▼

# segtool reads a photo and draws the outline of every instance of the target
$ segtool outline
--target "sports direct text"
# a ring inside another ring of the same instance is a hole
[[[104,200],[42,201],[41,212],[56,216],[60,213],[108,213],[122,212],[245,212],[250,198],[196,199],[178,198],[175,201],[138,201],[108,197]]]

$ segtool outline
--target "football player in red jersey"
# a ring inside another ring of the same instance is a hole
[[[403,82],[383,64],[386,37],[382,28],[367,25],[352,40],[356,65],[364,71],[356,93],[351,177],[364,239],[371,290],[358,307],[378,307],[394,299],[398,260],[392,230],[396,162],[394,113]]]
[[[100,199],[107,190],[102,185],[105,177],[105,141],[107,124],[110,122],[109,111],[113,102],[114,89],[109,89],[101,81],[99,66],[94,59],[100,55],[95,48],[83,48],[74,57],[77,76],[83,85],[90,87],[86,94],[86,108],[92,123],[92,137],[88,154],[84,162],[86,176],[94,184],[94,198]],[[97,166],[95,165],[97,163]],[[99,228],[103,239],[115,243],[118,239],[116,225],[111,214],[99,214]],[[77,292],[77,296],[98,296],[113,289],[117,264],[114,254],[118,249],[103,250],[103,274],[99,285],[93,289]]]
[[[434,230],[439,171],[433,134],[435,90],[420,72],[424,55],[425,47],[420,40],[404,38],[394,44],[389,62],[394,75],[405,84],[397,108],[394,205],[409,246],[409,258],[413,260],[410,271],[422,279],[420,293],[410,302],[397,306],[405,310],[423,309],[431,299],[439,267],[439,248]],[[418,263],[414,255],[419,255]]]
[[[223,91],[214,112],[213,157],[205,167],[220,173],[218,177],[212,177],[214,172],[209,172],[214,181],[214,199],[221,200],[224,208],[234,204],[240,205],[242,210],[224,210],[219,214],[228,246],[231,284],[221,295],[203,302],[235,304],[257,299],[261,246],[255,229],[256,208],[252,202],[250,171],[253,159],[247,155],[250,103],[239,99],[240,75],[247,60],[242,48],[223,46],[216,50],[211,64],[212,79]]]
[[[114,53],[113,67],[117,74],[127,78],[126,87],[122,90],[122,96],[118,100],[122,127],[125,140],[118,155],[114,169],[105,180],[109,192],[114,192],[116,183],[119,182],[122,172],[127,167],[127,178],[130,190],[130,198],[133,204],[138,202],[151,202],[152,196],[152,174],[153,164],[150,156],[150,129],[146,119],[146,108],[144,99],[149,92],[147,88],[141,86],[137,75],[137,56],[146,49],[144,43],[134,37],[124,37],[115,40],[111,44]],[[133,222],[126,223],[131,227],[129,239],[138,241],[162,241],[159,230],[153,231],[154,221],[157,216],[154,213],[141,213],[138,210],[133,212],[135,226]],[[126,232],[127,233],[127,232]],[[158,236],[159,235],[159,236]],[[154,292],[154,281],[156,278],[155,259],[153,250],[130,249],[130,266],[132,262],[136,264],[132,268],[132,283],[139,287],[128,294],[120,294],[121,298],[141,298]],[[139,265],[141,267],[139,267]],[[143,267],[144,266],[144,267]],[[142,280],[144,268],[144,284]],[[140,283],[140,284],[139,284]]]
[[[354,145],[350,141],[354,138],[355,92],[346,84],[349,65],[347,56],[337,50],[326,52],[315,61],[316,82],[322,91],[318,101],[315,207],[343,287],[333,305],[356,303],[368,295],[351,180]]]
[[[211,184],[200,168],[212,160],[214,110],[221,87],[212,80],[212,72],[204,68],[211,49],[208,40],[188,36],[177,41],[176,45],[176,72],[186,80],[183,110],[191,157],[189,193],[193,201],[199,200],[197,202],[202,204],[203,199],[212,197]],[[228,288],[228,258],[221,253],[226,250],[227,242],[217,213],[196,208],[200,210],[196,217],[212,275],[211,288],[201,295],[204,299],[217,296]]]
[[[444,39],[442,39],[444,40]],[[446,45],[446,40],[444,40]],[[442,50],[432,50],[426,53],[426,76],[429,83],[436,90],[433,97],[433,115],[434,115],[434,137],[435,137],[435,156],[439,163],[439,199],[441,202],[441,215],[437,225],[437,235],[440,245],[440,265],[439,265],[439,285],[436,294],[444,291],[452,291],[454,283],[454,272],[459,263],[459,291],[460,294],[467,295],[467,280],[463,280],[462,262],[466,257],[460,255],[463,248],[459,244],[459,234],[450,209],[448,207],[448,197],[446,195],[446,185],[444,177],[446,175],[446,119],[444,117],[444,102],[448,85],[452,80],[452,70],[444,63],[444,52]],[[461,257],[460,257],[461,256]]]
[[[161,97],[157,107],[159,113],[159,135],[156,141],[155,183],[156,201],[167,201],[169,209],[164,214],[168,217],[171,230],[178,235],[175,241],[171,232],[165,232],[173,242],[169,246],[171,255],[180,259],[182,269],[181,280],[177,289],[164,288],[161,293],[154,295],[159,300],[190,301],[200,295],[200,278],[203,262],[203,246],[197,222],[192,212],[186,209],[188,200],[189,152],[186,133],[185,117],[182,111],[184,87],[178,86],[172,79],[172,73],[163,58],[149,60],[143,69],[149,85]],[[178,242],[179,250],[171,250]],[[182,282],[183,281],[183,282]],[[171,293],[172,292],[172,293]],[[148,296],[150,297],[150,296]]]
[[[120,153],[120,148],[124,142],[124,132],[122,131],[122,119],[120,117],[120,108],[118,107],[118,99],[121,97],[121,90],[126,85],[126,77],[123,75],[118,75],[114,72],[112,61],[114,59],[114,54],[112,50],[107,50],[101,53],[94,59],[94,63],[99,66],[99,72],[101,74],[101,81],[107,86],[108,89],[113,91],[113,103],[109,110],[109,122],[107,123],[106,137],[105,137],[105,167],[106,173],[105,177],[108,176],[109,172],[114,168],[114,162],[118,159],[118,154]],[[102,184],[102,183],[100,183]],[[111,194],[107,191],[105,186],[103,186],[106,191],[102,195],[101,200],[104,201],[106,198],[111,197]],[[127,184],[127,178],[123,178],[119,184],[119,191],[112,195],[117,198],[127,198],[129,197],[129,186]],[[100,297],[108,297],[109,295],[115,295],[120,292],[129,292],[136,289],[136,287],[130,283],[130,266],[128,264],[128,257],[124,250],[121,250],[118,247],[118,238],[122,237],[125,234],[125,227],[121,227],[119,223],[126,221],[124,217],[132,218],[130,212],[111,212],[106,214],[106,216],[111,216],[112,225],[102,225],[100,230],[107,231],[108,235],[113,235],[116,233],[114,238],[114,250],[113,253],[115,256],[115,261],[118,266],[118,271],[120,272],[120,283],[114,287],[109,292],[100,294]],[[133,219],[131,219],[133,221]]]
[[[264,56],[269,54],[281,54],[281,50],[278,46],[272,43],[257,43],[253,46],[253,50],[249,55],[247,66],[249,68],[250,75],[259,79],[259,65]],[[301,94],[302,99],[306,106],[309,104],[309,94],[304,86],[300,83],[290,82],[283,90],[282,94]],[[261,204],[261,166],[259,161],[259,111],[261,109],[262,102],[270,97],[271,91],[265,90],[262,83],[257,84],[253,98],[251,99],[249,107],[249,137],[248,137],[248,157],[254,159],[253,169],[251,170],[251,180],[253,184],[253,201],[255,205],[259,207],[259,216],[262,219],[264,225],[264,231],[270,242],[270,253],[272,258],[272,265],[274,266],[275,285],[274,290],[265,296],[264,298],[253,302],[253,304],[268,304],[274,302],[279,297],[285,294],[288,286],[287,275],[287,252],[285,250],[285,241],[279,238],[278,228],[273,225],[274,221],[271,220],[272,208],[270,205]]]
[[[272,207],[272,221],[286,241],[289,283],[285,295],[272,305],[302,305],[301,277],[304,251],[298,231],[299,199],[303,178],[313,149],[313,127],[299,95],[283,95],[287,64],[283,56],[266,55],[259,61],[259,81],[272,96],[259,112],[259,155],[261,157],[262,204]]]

▲

▶ PROMPT
Return, please, the lines of the data from the first through the line containing "player in red", both kept, exactly as they stand and nothing more.

▶ RESPONSE AREA
# segtool reads a photo and draws the outline of every instance of the target
$ segtool outline
--target "sports direct text"
# a ring inside another ring of the same instance is a hole
[[[104,200],[42,201],[41,212],[56,216],[60,213],[108,213],[122,212],[245,212],[250,198],[196,199],[178,198],[175,201],[138,201],[108,197]]]

$ segtool outline
--target "football player in red jersey"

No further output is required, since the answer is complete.